[CONSEGNE]
**a)** Secondo il brano sugli investimenti in uscita verso la Cina, in quali quattro settori hi-tech lo strumento proponeva inizialmente di vagliare gli investimenti?
**b)** Raccogli, per favore, tutte le righe che contengono la stringa "rear", distinguendo tra maiuscole e minuscole.

Il piano della Commissione Europea “costituirebbe una grave interferenza nelle decisioni imprenditoriali e nei flussi di investimento internazionali”, ha dichiarato la Federazione delle Industrie Tedesche (BDI) in un documento scritto presentato alla consultazione della Commissione sullo screening degli investimenti in uscita in alcuni settori hi-tech dell’economia cinese.

Le aziende tedesche utilizzano gli investimenti diretti esteri (IDE) per conquistare quote di mercato a livello mondiale. Tali investimenti rafforzano l’economia tedesca, assicurano posti di lavoro e promuovono la prosperità. La BDI respinge pertanto qualsiasi nuovo meccanismo di controllo degli investimenti diretti esteri”.

Il piano è stato annunciato dal capo della Commissione Ursula von der Leyen nel marzo dell’anno scorso, ed è stato poi illustrato in un libro bianco a gennaio come parte della proposta di strategia di sicurezza economica (ESS) dell’UE, che non nomina direttamente la Cina ma è stata scritta pensando a Pechino. La politica tedesca ha ribadito l’intenzione di schermare gli investimenti in un manifesto pubblicato prima della sua rielezione la scorsa settimana per un altro mandato di cinque anni alla guida del segretariato dell’UE.

“Completeremo la revisione del quadro di screening degli investimenti diretti esteri, costruiremo un vero e proprio approccio coordinato ai controlli sulle esportazioni e affronteremo i rischi derivanti dagli investimenti in uscita”, si legge nel manifesto, che cita altri due pilastri fondamentali della Strategia europea di sicurezza, la pietra angolare dei piani della von der Leyen per ridurre i rischi nelle relazioni dell’UE con la Cina.

Bruxelles teme che le tecnologie avanzate possano finire nelle mani dell’esercito cinese, e i funzionari spesso sottolineano la mancanza di chiarezza su quali acquirenti abbiano legami con il settore della difesa. Una paura che sicuramente non viene però fermata dal divieto di investimenti, sia perché comunque ci sono ben altri metodo per far filtrare le tecnologie, sia perché si dà sempr per scontato che Pechino sia un paese arretrato tecnologicamente, cosa che non è.

La proposta è stata coordinata con gli Stati Uniti, che l’anno scorso hanno lanciato un proprio meccanismo per arginare il flusso di capitali in alcune industrie cinesi. Inizialmente, lo strumento proponeva di vagliare gli investimenti in quattro settori hi-tech: semiconduttori, intelligenza artificiale, biotecnologie e informatica quantistica.

[MATERIALE]

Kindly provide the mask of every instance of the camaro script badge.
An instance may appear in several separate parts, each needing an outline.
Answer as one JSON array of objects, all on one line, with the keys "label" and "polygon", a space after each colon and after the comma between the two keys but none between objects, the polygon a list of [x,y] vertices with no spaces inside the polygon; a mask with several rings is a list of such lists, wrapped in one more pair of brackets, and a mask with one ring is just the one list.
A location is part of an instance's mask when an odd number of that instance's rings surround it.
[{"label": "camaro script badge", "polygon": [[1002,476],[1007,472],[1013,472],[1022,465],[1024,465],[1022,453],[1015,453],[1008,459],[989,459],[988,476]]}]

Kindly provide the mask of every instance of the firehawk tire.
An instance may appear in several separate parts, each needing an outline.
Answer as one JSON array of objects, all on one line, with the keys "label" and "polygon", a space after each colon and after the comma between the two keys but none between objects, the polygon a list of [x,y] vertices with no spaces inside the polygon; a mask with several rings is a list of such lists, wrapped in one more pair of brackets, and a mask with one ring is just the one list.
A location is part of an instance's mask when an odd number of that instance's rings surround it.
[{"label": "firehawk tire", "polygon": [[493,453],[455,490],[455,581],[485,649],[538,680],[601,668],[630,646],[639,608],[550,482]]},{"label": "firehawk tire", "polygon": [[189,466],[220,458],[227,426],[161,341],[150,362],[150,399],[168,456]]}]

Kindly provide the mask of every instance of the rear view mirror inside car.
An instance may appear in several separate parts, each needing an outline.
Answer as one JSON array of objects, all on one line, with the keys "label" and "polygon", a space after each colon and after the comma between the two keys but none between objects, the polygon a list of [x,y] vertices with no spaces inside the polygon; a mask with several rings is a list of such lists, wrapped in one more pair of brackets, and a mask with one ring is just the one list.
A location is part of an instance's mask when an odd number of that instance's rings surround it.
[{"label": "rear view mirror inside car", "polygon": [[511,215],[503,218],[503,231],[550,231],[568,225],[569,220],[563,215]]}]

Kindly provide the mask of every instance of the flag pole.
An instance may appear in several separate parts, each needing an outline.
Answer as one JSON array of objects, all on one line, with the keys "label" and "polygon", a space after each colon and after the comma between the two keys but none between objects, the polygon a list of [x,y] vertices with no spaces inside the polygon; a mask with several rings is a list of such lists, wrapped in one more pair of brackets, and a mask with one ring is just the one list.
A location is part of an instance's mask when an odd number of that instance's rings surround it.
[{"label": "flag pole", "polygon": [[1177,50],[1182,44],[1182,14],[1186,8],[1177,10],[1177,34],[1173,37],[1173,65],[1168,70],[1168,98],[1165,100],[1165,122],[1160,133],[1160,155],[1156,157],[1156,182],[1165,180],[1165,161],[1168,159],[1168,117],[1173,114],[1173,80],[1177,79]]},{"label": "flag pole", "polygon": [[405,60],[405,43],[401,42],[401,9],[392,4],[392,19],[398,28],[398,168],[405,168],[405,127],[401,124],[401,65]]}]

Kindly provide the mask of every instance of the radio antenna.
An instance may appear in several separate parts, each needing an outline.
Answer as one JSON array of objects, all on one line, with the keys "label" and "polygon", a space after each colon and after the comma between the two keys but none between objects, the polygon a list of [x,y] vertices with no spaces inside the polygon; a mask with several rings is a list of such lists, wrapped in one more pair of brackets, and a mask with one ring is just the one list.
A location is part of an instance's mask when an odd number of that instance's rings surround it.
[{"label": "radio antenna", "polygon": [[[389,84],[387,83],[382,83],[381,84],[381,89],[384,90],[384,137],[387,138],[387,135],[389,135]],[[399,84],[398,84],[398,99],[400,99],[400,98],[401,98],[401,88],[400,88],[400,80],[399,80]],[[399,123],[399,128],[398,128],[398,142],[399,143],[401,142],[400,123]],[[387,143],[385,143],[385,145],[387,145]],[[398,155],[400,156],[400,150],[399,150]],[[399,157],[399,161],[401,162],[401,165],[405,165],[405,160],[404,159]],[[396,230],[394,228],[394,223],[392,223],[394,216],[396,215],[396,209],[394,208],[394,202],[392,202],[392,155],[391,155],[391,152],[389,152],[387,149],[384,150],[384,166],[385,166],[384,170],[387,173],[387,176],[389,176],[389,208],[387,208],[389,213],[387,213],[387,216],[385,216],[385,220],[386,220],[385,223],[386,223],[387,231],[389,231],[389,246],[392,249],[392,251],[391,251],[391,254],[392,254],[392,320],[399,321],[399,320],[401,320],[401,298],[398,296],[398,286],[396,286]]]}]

[COMPITI SVOLTI]
**a)** Semiconduttori, intelligenza artificiale, biotecnologie e informatica quantistica.

**b)**
Kindly provide the mask of every instance of the rear view mirror inside car.
[{"label": "rear view mirror inside car", "polygon": [[511,215],[503,218],[503,231],[550,231],[568,225],[569,220],[563,215]]}]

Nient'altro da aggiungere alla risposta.